/---

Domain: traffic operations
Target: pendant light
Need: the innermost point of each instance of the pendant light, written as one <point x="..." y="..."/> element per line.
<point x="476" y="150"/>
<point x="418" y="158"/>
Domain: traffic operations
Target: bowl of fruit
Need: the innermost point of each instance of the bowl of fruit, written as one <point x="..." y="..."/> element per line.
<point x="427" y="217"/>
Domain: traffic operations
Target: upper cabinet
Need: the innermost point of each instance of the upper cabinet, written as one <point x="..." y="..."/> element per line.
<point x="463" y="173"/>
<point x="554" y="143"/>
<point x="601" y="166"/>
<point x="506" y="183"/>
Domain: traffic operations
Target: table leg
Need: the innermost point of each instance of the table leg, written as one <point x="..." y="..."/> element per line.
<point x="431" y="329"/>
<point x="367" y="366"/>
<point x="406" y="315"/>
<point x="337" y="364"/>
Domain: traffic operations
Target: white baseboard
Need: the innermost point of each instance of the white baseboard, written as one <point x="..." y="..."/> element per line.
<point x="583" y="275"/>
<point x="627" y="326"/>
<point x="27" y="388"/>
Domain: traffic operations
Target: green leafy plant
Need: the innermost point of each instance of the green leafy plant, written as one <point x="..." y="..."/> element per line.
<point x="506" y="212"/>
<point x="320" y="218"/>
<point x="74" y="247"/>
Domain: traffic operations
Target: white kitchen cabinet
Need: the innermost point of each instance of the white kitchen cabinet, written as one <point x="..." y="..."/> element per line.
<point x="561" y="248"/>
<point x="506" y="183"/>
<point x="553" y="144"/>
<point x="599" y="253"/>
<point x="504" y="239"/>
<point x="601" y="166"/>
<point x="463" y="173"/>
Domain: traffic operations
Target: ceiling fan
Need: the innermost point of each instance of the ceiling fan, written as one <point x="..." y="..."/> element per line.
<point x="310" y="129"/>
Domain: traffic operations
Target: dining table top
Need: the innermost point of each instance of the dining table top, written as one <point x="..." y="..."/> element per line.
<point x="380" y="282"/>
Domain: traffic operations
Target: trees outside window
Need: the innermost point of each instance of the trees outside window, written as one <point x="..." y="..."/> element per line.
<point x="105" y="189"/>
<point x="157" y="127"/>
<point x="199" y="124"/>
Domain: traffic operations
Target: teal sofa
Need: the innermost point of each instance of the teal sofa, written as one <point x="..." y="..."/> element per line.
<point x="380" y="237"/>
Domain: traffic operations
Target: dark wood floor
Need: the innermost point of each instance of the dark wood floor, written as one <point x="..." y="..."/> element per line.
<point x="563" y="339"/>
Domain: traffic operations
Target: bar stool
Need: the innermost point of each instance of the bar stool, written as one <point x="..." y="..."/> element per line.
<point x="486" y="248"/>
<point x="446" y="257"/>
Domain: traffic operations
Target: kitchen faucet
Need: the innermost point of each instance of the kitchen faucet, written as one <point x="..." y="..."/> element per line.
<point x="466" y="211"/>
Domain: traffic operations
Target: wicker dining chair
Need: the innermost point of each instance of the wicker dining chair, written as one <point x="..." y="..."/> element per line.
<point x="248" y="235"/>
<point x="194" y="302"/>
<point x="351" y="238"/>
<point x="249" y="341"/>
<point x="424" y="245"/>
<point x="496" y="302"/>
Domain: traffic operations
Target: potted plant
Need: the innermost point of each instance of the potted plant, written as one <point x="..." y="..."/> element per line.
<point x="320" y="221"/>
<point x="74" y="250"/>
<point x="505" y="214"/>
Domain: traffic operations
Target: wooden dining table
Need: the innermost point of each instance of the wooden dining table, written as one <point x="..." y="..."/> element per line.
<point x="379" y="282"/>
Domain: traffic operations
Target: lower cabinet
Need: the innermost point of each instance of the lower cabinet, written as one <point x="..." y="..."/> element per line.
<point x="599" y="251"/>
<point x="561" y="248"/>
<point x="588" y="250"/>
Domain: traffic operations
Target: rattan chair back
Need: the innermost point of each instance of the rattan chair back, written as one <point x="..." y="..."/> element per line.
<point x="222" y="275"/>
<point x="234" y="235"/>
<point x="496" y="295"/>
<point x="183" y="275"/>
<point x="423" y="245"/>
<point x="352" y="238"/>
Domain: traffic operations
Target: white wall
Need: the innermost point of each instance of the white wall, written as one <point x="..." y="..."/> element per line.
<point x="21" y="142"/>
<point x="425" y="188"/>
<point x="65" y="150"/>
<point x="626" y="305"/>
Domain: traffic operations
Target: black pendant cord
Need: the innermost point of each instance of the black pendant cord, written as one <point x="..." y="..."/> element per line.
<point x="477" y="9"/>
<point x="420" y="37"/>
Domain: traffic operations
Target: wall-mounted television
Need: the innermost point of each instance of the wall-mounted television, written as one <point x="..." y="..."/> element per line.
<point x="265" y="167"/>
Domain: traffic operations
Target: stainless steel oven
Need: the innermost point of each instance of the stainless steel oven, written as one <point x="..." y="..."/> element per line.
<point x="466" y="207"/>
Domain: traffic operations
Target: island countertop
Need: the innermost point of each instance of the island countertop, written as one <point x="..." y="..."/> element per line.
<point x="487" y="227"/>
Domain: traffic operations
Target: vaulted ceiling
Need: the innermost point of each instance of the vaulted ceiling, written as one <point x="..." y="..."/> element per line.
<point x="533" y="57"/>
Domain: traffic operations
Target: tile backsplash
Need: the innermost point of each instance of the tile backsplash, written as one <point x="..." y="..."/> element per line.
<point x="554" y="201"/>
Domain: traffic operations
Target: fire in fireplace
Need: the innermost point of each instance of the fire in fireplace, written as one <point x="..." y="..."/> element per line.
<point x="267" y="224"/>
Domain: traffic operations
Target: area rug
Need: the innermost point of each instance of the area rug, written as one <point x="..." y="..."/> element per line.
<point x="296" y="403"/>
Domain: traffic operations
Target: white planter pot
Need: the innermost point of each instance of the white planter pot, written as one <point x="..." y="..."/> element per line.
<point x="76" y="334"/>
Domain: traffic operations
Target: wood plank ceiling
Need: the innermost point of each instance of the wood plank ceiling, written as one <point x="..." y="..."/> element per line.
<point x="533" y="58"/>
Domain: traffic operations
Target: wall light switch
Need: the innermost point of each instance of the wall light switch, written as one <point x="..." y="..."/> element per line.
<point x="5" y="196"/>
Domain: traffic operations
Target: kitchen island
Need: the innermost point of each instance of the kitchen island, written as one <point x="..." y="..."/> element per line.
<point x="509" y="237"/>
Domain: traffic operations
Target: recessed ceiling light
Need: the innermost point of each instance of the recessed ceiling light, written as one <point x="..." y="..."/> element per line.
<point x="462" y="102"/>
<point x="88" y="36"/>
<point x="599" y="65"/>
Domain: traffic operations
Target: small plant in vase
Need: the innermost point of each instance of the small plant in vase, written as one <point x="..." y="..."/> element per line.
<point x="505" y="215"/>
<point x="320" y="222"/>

\---

• _What you will do_
With nothing added or dropped, retype the listing above.

• _Solution for this problem_
Domain: traffic operations
Target: pendant light
Need: the innermost point of each instance of the pendant light, written as one <point x="..." y="..."/> element per line.
<point x="476" y="150"/>
<point x="418" y="158"/>
Domain: traffic operations
Target: bowl of fruit
Need: the innermost point of each instance of the bowl of fruit, written as one <point x="..." y="..."/> element per line.
<point x="427" y="217"/>
Domain: traffic operations
Target: upper cabinet
Need: the innermost point of each instance of the upper cabinet, written as one <point x="..." y="..."/> element per line.
<point x="463" y="173"/>
<point x="554" y="143"/>
<point x="601" y="166"/>
<point x="506" y="183"/>
Domain: traffic operations
Target: table leg
Need: the innermost point of each instance of the table leg, written as one <point x="..." y="..."/> element per line.
<point x="431" y="329"/>
<point x="367" y="366"/>
<point x="406" y="315"/>
<point x="337" y="364"/>
Domain: traffic operations
Target: white baseboard
Need: the innermost point of each instance of the white baseboard, written as one <point x="..." y="..."/> element per line.
<point x="583" y="275"/>
<point x="627" y="326"/>
<point x="27" y="388"/>
Domain: traffic operations
Target: green leafy plant
Need: the innermost point of each instance of the green leafy plant, written as one <point x="..." y="..."/> element per line.
<point x="506" y="212"/>
<point x="320" y="218"/>
<point x="74" y="247"/>
Domain: traffic operations
Target: white kitchen cabinet
Need: the innermost point of each instance of the white kitchen cabinet, written as one <point x="..." y="..."/> element per line.
<point x="561" y="248"/>
<point x="506" y="183"/>
<point x="553" y="144"/>
<point x="599" y="253"/>
<point x="504" y="239"/>
<point x="601" y="166"/>
<point x="463" y="173"/>
Domain: traffic operations
Target: ceiling fan
Need: the innermost point of each instance of the ceiling fan, written as one <point x="..." y="..."/> element per line.
<point x="310" y="129"/>
Domain: traffic operations
Target: dining table top
Need: the innermost point of each instance of the dining table top, written as one <point x="..." y="..."/> element per line.
<point x="380" y="282"/>
Domain: traffic operations
Target: trees outside window
Need: the innermost point of each instance of the trees outside window, written as one <point x="..." y="..."/> element per line.
<point x="105" y="189"/>
<point x="157" y="127"/>
<point x="199" y="124"/>
Domain: traffic operations
Target: teal sofa
Need: the innermost point of each instance of the teal sofa, written as one <point x="..." y="..."/> element per line.
<point x="380" y="237"/>
Domain: traffic operations
Target: dark wood floor
Need: the innermost point of each instance of the dark wood floor, written as one <point x="..." y="..."/> element per line.
<point x="563" y="339"/>
Domain: traffic operations
Target: bar stool
Need: the innermost point of each instance of the bar stool, written as one <point x="..." y="..."/> element per line.
<point x="486" y="248"/>
<point x="446" y="257"/>
Domain: traffic operations
Target: kitchen faucet
Need: the innermost point of each instance of the kitchen faucet, written as one <point x="..." y="..."/> element per line.
<point x="466" y="211"/>
Domain: traffic operations
Target: wicker dining chair
Need: the innermost point of each instance of the wicker dining chair, written as one <point x="..." y="..."/> element per line.
<point x="248" y="235"/>
<point x="194" y="302"/>
<point x="351" y="238"/>
<point x="249" y="341"/>
<point x="424" y="245"/>
<point x="496" y="302"/>
Domain: traffic operations
Target: potted plant
Need: the innermost point of each instance of the potted plant, written as one <point x="..." y="..."/> element per line.
<point x="320" y="221"/>
<point x="74" y="250"/>
<point x="505" y="214"/>
Domain: traffic operations
Target: wooden dining table
Need: the innermost point of each instance of the wooden dining table, written as one <point x="..." y="..."/> element per line.
<point x="379" y="282"/>
Domain: traffic operations
Target: lower cabinet
Need: the innermost point of each instance of the lower cabinet, written as one <point x="..." y="..."/> element per line.
<point x="599" y="251"/>
<point x="561" y="248"/>
<point x="588" y="250"/>
Domain: traffic operations
Target: rattan chair back
Need: the innermost point of each instance of the rattan chair back, written as one <point x="..." y="..."/> element per line.
<point x="222" y="275"/>
<point x="234" y="235"/>
<point x="496" y="295"/>
<point x="183" y="275"/>
<point x="423" y="245"/>
<point x="352" y="238"/>
Domain: traffic operations
Target: white wall
Need: the innermost point of each instance of the white wall, written as one <point x="..." y="..."/> element per line.
<point x="21" y="142"/>
<point x="425" y="188"/>
<point x="65" y="150"/>
<point x="626" y="305"/>
Domain: traffic operations
Target: black pendant cord
Need: the innermost point of each instance of the black pendant cord, written as one <point x="..." y="..."/> element per line.
<point x="477" y="9"/>
<point x="420" y="37"/>
Domain: traffic operations
Target: wall-mounted television
Need: the innermost point of each instance of the wall-mounted television, written as one <point x="..." y="..."/> element per line.
<point x="265" y="167"/>
Domain: traffic operations
Target: stainless steel oven
Need: the innermost point of each instance of the stainless steel oven, written as one <point x="..." y="..."/> element per line.
<point x="466" y="207"/>
Domain: traffic operations
Target: island countertop
Need: the innermost point of each instance of the island countertop, written as one <point x="..." y="..."/> element per line.
<point x="487" y="227"/>
Domain: traffic operations
Target: vaulted ceiling
Need: the innermost point of each instance of the vaulted ceiling, written as one <point x="..." y="..."/> element per line.
<point x="533" y="57"/>
Domain: traffic operations
Target: tile backsplash
Need: the innermost point of each instance of the tile backsplash, written as one <point x="..." y="..."/> element per line.
<point x="554" y="201"/>
Domain: traffic operations
Target: fire in fireplace
Need: the innermost point of each instance of the fire in fireplace, written as one <point x="..." y="..."/> element per line.
<point x="267" y="224"/>
Domain: traffic operations
Target: area rug
Need: the innermost point of each instance of the area rug, written as one <point x="..." y="..."/> element per line.
<point x="296" y="403"/>
Domain: traffic operations
Target: white planter pot
Need: the innermost point of each instance of the white planter pot, written as one <point x="..." y="..."/> element per line.
<point x="76" y="334"/>
Domain: traffic operations
Target: wood plank ceiling
Need: the innermost point of each instance of the wood plank ceiling, written as one <point x="..." y="..."/> element per line.
<point x="533" y="58"/>
Domain: traffic operations
Target: wall light switch
Need: the innermost point of each instance of the wall light switch, written as one <point x="..." y="..."/> element per line.
<point x="5" y="196"/>
Domain: traffic operations
Target: kitchen island
Need: the innermost point of each instance of the kitchen island, written as one <point x="..." y="..."/> element per line.
<point x="509" y="237"/>
Domain: traffic operations
Target: recessed ceiling light
Need: the innermost point of each instance of the recessed ceiling light, written as one <point x="..." y="..."/> element per line.
<point x="462" y="102"/>
<point x="88" y="36"/>
<point x="599" y="65"/>
Domain: traffic operations
Target: small plant in vase
Need: the innermost point of each instance of the small plant in vase, written as one <point x="..." y="..."/> element per line.
<point x="505" y="215"/>
<point x="320" y="222"/>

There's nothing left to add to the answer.